Position annotation records
+ + + + +
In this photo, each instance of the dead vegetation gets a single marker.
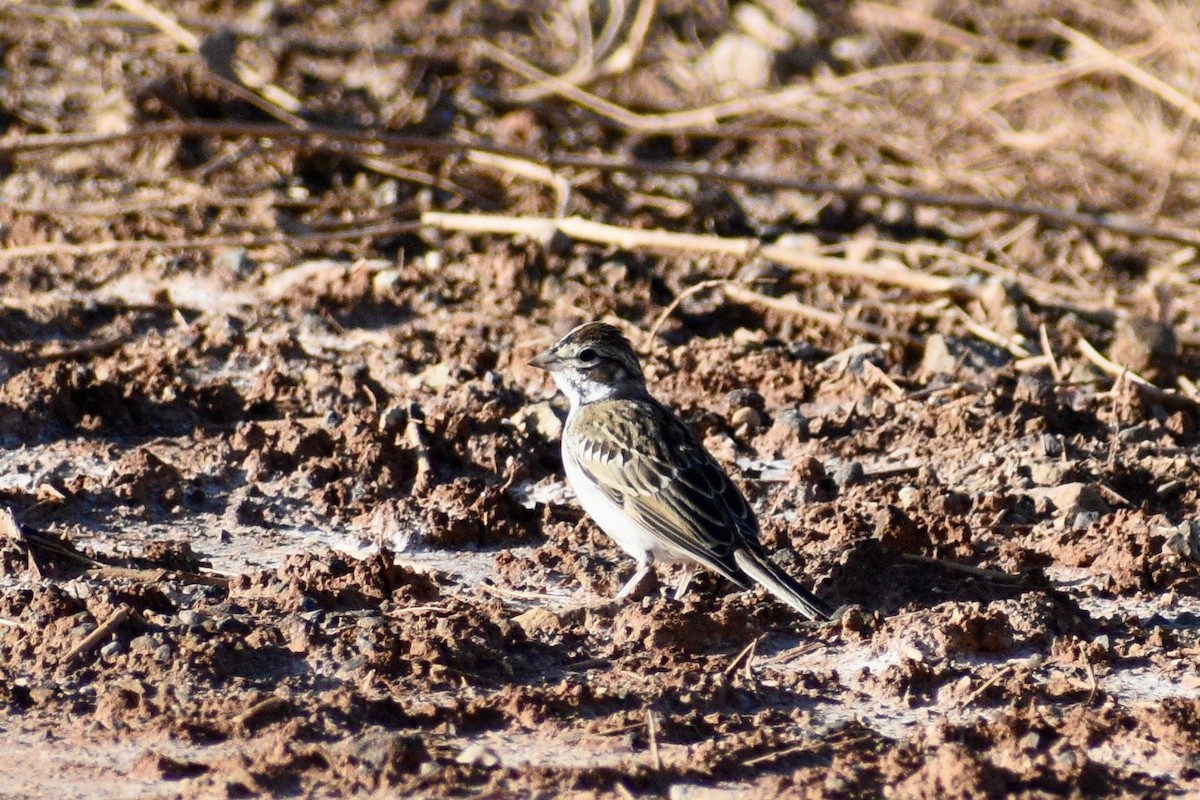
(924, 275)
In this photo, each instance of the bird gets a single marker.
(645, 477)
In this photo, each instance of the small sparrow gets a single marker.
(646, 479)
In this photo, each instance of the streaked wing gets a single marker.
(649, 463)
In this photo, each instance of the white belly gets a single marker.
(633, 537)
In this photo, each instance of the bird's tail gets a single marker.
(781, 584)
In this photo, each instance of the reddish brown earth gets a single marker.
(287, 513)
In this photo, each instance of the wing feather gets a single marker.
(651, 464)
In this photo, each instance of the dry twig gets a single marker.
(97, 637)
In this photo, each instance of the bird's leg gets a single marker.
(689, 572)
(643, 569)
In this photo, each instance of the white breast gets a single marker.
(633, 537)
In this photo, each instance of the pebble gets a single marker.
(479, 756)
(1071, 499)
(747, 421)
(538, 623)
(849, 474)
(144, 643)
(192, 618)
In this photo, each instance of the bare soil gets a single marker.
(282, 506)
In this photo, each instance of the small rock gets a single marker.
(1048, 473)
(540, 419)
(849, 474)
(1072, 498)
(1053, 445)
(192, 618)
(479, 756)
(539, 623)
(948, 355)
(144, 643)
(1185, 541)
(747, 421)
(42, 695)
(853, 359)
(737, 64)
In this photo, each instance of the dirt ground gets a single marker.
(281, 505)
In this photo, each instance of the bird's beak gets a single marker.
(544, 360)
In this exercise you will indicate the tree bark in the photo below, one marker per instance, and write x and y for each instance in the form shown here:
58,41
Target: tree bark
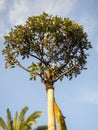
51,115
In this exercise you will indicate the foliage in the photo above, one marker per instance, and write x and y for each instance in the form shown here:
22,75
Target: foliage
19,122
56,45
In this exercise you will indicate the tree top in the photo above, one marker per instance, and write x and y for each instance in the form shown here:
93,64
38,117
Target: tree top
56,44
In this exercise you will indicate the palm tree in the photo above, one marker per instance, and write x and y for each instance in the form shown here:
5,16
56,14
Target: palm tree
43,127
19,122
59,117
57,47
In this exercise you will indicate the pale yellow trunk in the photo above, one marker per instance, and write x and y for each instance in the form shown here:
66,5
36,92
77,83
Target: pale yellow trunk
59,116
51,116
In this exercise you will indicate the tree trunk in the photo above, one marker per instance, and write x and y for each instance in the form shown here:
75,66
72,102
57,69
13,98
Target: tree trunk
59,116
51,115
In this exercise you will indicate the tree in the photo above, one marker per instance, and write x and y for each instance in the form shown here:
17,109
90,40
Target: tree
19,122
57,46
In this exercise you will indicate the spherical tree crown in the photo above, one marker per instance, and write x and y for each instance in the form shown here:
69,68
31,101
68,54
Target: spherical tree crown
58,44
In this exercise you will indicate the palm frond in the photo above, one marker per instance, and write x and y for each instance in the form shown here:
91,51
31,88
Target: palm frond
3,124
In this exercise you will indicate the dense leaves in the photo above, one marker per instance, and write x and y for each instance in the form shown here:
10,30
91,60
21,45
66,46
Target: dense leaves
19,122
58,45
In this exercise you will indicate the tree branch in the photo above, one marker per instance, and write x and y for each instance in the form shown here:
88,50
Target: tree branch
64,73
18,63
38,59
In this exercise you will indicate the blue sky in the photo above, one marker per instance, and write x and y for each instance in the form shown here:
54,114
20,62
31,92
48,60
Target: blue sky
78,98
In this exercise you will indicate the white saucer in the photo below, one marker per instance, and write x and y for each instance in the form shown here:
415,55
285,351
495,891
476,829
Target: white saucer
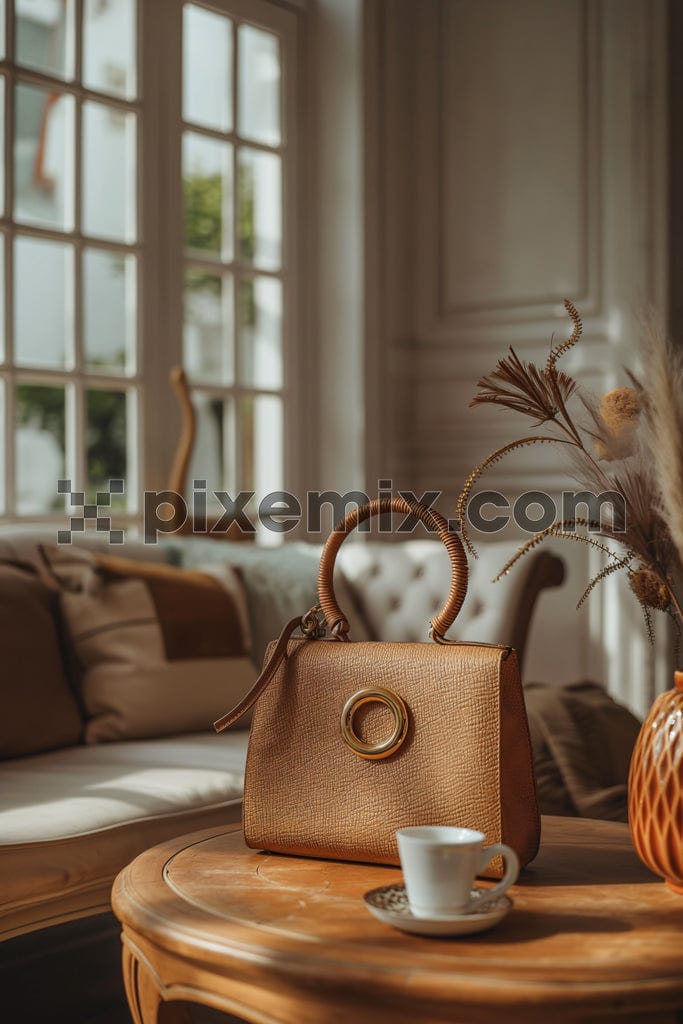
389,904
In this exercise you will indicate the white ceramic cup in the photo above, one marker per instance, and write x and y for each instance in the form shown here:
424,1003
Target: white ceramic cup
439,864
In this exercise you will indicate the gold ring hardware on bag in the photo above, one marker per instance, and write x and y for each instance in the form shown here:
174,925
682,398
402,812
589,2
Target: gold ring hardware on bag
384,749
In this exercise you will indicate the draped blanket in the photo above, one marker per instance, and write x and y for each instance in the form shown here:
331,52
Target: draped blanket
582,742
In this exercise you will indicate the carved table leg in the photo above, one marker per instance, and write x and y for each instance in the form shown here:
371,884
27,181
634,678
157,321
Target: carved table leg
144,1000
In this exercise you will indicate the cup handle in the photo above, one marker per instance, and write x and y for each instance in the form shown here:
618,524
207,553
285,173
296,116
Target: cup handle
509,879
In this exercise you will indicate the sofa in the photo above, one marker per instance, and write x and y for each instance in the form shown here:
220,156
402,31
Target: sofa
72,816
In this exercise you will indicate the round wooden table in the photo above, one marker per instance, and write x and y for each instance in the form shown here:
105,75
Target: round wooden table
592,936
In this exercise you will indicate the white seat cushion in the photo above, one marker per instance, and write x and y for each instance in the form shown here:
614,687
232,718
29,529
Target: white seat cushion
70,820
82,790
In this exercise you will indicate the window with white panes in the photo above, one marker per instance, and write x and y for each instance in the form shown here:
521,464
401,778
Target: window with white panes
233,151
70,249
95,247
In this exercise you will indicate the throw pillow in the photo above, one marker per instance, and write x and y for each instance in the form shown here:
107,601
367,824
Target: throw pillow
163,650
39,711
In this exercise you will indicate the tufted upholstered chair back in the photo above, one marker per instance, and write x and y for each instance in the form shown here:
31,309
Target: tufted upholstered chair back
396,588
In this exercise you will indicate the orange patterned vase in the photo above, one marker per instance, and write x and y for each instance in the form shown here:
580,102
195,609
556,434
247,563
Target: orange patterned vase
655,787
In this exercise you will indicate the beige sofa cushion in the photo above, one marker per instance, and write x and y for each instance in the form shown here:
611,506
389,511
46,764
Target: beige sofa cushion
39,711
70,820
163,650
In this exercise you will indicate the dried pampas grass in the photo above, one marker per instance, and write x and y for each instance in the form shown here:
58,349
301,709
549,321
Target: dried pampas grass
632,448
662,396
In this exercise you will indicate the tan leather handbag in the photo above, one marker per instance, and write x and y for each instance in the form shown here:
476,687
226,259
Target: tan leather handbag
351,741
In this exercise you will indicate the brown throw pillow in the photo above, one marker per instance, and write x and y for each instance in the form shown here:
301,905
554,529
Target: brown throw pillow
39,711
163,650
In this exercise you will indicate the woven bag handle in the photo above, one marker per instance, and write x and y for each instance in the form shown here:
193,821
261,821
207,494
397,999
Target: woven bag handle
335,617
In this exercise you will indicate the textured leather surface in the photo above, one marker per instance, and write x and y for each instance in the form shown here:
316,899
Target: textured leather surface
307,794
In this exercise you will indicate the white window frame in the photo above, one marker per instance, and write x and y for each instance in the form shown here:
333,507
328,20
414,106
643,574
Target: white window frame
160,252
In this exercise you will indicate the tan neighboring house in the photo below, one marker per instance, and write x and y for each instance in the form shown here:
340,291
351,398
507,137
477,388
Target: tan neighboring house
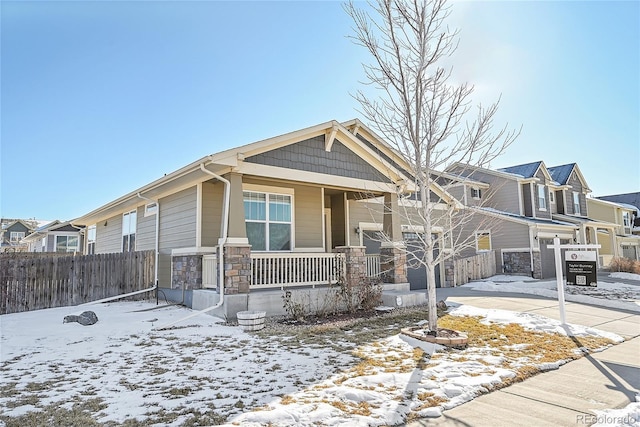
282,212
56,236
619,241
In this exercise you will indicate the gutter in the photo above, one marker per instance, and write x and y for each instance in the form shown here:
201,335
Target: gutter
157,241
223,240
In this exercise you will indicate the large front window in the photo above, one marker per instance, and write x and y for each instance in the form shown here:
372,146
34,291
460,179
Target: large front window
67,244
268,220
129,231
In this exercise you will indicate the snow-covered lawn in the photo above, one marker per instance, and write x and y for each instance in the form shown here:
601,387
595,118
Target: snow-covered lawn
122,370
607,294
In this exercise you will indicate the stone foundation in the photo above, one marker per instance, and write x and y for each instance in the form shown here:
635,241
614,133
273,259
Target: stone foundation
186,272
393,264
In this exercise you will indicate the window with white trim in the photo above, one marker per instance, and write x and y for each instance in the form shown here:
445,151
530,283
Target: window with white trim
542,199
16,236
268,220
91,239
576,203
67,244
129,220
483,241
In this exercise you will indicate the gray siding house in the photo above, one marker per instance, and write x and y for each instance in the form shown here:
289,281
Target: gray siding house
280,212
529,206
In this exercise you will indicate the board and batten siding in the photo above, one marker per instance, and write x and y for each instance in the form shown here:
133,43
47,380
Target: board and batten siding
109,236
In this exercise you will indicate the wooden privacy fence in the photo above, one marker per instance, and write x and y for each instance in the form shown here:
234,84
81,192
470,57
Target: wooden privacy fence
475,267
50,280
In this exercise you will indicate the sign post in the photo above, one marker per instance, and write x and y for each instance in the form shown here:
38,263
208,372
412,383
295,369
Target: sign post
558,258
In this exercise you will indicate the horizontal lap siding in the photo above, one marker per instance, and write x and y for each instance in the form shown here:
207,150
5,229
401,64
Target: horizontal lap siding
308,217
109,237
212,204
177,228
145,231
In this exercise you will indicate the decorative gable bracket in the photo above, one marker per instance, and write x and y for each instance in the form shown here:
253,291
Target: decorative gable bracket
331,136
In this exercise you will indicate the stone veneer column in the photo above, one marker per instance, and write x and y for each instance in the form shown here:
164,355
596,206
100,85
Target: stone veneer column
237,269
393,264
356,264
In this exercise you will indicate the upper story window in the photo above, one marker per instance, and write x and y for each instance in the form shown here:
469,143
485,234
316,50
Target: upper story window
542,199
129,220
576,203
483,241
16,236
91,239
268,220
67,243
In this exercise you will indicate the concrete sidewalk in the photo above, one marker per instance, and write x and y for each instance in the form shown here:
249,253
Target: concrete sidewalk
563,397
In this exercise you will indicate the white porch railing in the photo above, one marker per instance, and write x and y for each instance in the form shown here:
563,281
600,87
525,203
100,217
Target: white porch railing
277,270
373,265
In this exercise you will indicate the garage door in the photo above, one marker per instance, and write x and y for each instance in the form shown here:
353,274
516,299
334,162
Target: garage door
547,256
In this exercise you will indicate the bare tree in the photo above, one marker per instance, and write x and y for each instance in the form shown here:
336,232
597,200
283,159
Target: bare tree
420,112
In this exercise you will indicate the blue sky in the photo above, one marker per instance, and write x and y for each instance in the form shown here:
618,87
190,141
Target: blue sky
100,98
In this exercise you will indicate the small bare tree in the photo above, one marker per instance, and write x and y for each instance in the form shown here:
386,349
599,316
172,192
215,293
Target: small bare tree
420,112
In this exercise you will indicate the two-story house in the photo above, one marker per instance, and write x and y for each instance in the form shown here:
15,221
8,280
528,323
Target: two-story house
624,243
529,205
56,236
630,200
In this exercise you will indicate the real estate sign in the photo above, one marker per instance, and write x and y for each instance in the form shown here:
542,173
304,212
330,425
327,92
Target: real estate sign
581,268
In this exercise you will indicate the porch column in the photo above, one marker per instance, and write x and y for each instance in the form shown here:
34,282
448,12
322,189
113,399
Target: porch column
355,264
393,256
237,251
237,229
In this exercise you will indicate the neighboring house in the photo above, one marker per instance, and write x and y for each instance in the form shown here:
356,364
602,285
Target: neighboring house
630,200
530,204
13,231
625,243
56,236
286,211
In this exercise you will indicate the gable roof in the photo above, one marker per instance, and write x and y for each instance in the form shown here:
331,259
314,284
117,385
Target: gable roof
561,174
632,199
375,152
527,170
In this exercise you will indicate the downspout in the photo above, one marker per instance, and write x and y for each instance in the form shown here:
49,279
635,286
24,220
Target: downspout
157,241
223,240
+ + + + +
Give the lines exactly as they stand, from the line with "In this exercise you will indicate the small" through the end of the material.

In this exercise you will indicate the small bare tree in the photo above, one marker per instance, and write x and y for each instance in the form shown here:
386,349
599,316
172,192
215,293
Target: small bare tree
420,112
In this exercise you will indicate the two-story house in the photo above, one marker per instance, and write x and y for each instance in the form shown here:
15,221
8,280
528,323
Target: two-story house
624,243
529,205
56,236
630,200
In this exercise you will indicate the real estate sign in the photo above, one marker per instance, and write x and y for each instance in the form shown here:
542,173
304,212
330,425
327,92
Target: real estate sign
581,268
In this exercise you will indicate the porch column in the photo above, one marker per instance, and write x and y for each instance in the form shown here:
34,282
448,12
322,189
113,399
Target: porch column
355,264
393,256
237,251
237,229
In this exercise you will indicate the neighboring house in the photo above, one marker per instance, and write x and y for each instance in the form shown here:
356,364
602,285
Target: neighboring house
630,200
530,204
13,231
625,243
56,236
286,211
In this exercise you will indicate the gable roof in the photo above, one marker per instance, and write x and y for each instance in the form shown here:
331,259
314,284
117,385
Target: gable roof
561,174
632,199
375,152
527,170
In this exercise you will indicate the downspout in the photo above, one marker per instance, and write x and y for each instance in the form shown here:
49,279
635,286
24,220
Target: downspout
157,241
223,240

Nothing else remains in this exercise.